**REQUIREMENTS:**
Exactly and only the lines from the one with "Species-survey task: indicate the river" through the end of the listing are to be transcribed, both ends included.

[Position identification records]
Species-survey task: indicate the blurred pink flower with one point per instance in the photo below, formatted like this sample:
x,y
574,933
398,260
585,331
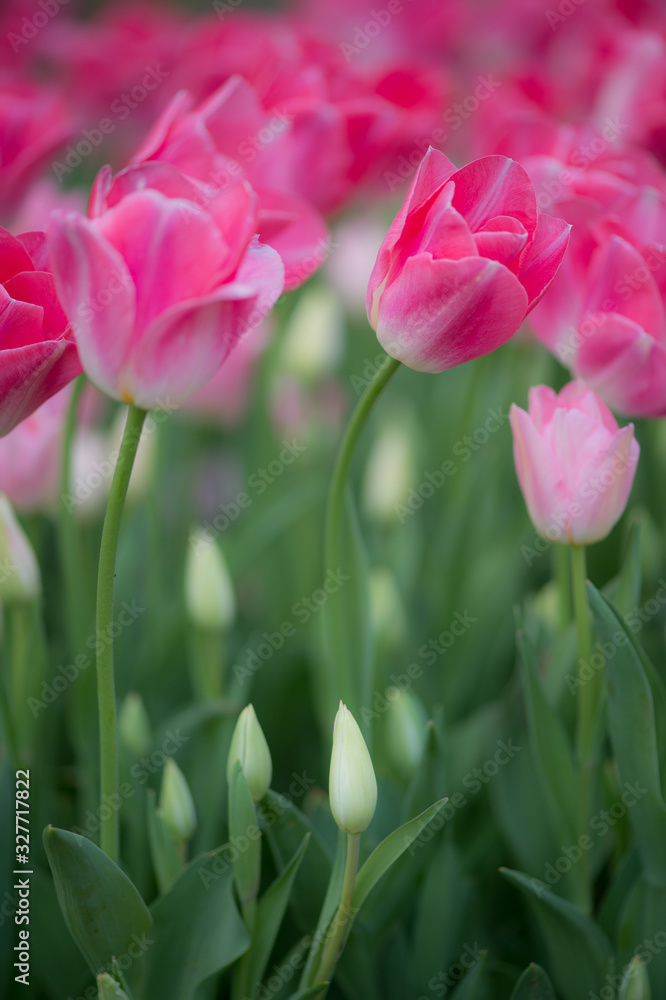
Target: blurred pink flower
x,y
162,281
575,466
467,257
37,352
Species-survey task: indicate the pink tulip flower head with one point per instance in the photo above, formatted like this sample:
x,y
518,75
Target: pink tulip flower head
x,y
466,259
575,465
162,282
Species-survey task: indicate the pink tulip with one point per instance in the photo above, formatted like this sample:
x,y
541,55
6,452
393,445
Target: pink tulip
x,y
574,465
37,354
162,282
30,456
466,259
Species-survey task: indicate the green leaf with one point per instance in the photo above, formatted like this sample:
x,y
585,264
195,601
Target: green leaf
x,y
244,832
534,984
633,735
197,930
270,913
389,851
109,989
102,908
163,848
579,951
347,626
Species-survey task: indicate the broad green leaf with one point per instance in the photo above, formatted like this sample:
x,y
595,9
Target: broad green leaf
x,y
633,735
244,833
197,930
534,984
470,988
346,620
109,989
270,913
636,985
163,848
102,908
579,951
389,851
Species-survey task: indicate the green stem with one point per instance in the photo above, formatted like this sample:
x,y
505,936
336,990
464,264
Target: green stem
x,y
336,495
338,930
71,549
106,695
562,572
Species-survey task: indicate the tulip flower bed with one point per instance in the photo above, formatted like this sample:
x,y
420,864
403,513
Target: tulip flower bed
x,y
332,530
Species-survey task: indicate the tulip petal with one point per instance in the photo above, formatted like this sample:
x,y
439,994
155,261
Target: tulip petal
x,y
541,260
494,185
97,294
441,313
539,476
185,346
626,366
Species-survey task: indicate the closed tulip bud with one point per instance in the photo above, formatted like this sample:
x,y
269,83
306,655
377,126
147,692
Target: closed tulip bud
x,y
209,594
352,786
312,343
109,989
575,465
176,802
249,746
406,722
389,472
134,725
19,573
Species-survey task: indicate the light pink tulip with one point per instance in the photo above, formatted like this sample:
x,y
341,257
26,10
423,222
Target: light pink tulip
x,y
466,259
162,282
575,466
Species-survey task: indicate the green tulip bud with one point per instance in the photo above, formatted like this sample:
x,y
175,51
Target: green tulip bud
x,y
352,786
249,746
20,580
209,594
176,802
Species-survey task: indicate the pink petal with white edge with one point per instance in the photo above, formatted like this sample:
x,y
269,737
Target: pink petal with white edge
x,y
297,231
170,247
440,313
494,185
626,366
31,375
97,293
540,477
541,259
185,346
604,485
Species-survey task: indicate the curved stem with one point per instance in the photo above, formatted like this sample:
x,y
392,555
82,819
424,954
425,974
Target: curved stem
x,y
336,495
338,931
106,695
71,554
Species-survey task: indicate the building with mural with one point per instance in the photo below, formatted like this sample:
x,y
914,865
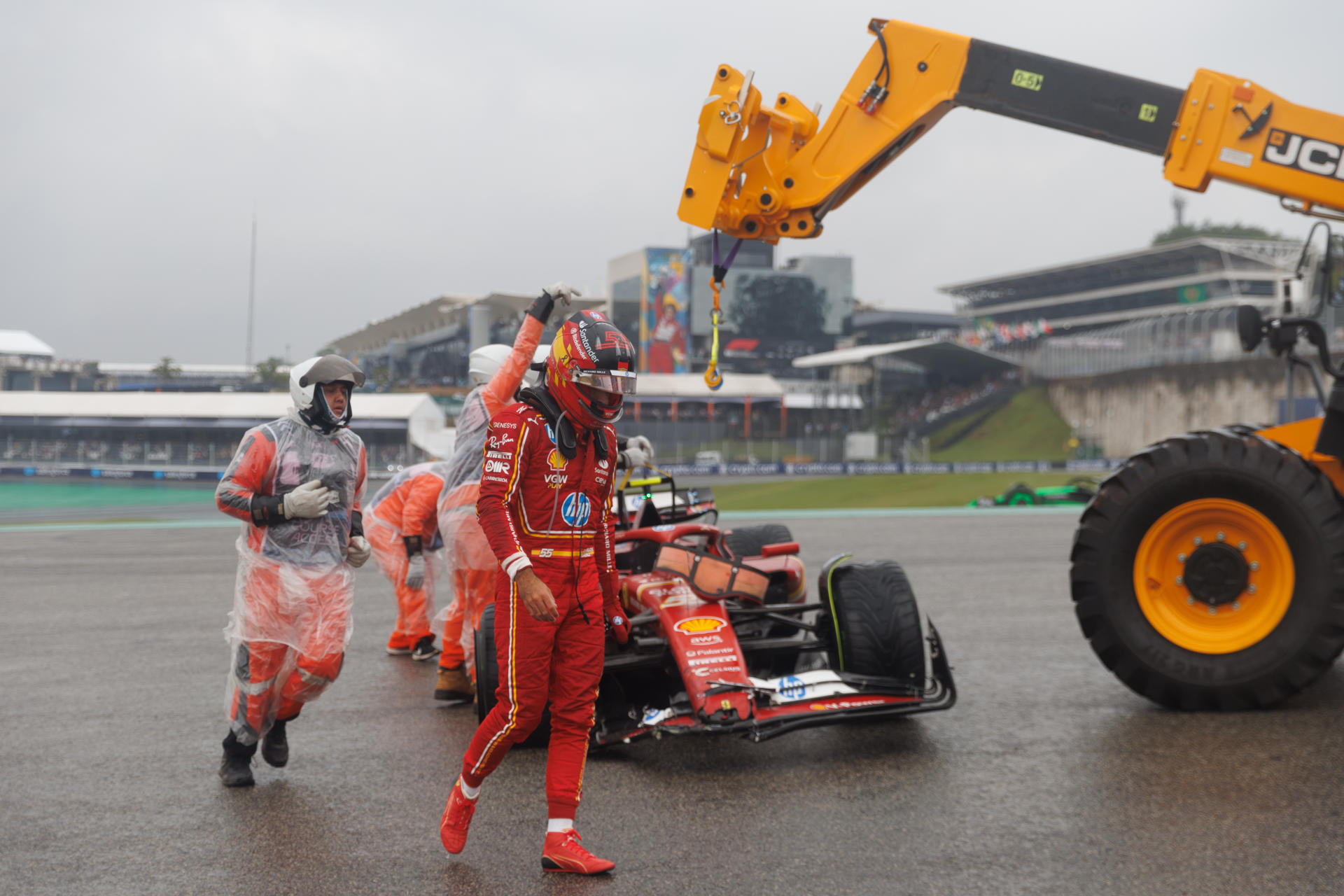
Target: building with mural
x,y
1193,274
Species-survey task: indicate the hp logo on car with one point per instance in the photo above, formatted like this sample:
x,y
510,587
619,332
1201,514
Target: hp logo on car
x,y
575,510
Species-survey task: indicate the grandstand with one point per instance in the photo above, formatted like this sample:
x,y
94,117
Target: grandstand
x,y
1203,272
192,434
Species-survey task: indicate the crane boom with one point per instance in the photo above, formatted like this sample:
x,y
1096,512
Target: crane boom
x,y
764,171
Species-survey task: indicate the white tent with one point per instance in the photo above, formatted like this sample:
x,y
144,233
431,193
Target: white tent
x,y
17,342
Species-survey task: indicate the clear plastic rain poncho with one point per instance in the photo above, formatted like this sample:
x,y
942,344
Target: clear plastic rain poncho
x,y
468,564
293,584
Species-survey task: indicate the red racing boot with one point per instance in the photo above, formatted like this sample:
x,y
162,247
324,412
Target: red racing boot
x,y
562,852
457,818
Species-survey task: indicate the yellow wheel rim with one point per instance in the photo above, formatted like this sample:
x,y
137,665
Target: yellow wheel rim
x,y
1221,617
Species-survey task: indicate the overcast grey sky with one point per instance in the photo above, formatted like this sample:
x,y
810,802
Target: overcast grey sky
x,y
401,150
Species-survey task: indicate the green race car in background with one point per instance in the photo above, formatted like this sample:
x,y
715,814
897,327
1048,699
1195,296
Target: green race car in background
x,y
1077,491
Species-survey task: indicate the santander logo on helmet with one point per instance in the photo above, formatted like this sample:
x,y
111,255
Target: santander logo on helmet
x,y
590,370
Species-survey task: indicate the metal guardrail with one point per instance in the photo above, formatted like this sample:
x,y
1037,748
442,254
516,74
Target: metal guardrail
x,y
1191,337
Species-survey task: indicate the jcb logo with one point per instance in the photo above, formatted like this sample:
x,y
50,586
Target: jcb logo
x,y
613,339
1304,153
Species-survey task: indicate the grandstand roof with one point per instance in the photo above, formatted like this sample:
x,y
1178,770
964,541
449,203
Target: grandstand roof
x,y
1184,258
187,370
17,342
690,387
864,317
206,410
932,354
414,320
433,316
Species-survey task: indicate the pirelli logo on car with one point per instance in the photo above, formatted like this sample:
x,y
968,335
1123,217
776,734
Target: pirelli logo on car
x,y
1304,153
699,625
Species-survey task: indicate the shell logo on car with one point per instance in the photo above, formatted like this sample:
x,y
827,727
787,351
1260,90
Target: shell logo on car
x,y
699,625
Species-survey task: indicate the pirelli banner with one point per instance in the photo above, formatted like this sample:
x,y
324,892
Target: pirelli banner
x,y
679,470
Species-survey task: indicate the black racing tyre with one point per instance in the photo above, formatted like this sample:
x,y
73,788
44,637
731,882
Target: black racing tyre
x,y
1022,493
1209,571
488,679
873,625
487,665
749,540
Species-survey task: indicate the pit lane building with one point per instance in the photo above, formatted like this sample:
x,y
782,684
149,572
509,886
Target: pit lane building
x,y
1193,274
428,344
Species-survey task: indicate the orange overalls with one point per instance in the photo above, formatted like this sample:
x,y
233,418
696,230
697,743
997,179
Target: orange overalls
x,y
406,507
470,562
293,597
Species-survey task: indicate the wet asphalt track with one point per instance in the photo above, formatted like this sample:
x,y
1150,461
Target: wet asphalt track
x,y
1049,777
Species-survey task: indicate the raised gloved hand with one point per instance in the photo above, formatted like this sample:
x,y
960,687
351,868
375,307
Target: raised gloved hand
x,y
562,292
416,573
309,500
638,451
358,551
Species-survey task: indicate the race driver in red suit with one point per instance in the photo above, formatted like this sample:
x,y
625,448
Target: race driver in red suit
x,y
546,488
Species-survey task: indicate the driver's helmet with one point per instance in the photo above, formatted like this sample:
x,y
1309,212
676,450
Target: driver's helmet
x,y
590,370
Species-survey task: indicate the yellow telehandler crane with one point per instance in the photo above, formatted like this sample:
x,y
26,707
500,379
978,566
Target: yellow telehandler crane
x,y
1209,571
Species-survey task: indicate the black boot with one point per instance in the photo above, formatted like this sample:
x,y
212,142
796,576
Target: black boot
x,y
235,767
274,746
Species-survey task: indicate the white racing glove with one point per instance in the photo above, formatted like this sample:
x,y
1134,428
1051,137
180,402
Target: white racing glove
x,y
638,451
416,573
358,551
309,500
562,292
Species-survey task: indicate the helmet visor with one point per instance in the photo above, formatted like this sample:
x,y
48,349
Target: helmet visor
x,y
619,382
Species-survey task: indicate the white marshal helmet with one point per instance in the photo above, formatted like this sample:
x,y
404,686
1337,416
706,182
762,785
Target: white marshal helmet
x,y
304,379
483,363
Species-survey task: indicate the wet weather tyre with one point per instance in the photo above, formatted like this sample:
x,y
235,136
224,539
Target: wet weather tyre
x,y
749,540
488,679
487,665
1209,571
873,624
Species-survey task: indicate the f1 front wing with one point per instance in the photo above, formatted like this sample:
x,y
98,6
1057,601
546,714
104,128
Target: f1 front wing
x,y
870,699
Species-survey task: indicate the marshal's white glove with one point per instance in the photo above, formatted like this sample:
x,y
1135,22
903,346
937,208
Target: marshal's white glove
x,y
638,451
562,292
309,500
358,551
416,573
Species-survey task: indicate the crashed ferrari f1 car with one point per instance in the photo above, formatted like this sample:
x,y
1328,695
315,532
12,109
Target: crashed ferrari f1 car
x,y
724,640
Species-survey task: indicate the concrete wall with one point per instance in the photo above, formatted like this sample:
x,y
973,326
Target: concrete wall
x,y
1130,410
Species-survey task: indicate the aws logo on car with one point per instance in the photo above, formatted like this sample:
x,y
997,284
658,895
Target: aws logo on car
x,y
575,510
699,625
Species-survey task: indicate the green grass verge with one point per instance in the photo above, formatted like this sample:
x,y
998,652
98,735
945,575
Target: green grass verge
x,y
934,489
1025,429
29,496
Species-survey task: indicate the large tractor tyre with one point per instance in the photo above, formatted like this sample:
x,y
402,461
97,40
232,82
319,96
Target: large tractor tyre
x,y
1209,571
749,540
488,680
1022,493
873,622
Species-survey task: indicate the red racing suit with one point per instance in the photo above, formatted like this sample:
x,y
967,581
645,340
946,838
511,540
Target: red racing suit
x,y
552,514
293,597
470,562
406,507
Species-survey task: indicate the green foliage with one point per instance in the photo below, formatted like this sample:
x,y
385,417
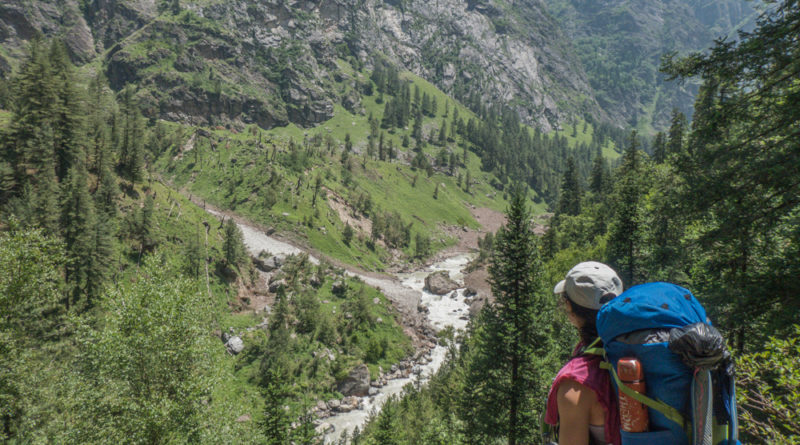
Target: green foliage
x,y
625,229
740,188
31,288
510,365
569,198
148,371
768,393
233,244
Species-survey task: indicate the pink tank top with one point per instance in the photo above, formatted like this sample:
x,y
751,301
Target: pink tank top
x,y
585,369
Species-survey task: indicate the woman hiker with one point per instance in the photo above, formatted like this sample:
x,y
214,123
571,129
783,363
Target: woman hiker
x,y
582,401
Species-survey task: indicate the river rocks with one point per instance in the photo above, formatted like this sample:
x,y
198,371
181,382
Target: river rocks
x,y
356,383
275,285
324,428
269,264
439,283
234,345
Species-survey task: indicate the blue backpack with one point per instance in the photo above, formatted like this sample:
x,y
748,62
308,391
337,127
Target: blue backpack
x,y
690,389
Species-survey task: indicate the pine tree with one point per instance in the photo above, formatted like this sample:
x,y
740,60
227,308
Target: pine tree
x,y
417,131
513,337
569,202
387,431
275,423
599,180
660,148
99,263
677,132
426,104
79,232
625,231
30,141
131,141
347,234
233,244
443,133
69,124
348,143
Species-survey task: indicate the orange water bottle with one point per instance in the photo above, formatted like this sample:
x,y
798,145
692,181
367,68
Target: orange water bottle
x,y
632,413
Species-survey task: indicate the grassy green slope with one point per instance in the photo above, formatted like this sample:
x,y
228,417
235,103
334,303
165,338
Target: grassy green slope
x,y
257,172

**RESPONSE TO THIS TASK:**
Species-survey task: indicate the river rocks with one point per instance in the photo above, formatted like this sample:
x,y
198,371
181,382
Target: river rocks
x,y
356,383
275,285
324,428
269,264
439,283
234,345
Species-survey task: indicate the blue backpack with one point per instance in the photo above, formatted like this sample:
x,y
748,62
308,391
337,127
Target: blue backpack
x,y
690,389
Species-survey task: indicate the pine tree with one point per instance in the photo above, formatted like this sample:
x,y
740,60
227,308
Target: pine tree
x,y
417,131
513,337
569,202
387,431
275,423
599,180
660,148
99,263
677,132
426,104
79,232
625,231
30,141
131,141
347,234
233,244
443,133
69,124
348,143
Species-survey task: indicate the orange water bottle with one point per instance in the photo above, formatted like this sample:
x,y
798,145
692,181
367,68
Target: orange water bottle
x,y
632,413
Species-survey task: indicate the grassy green slope with one point per instance in the photo above, formatted like this sample:
x,y
228,417
235,103
334,303
165,338
Target: grassy green slope
x,y
257,172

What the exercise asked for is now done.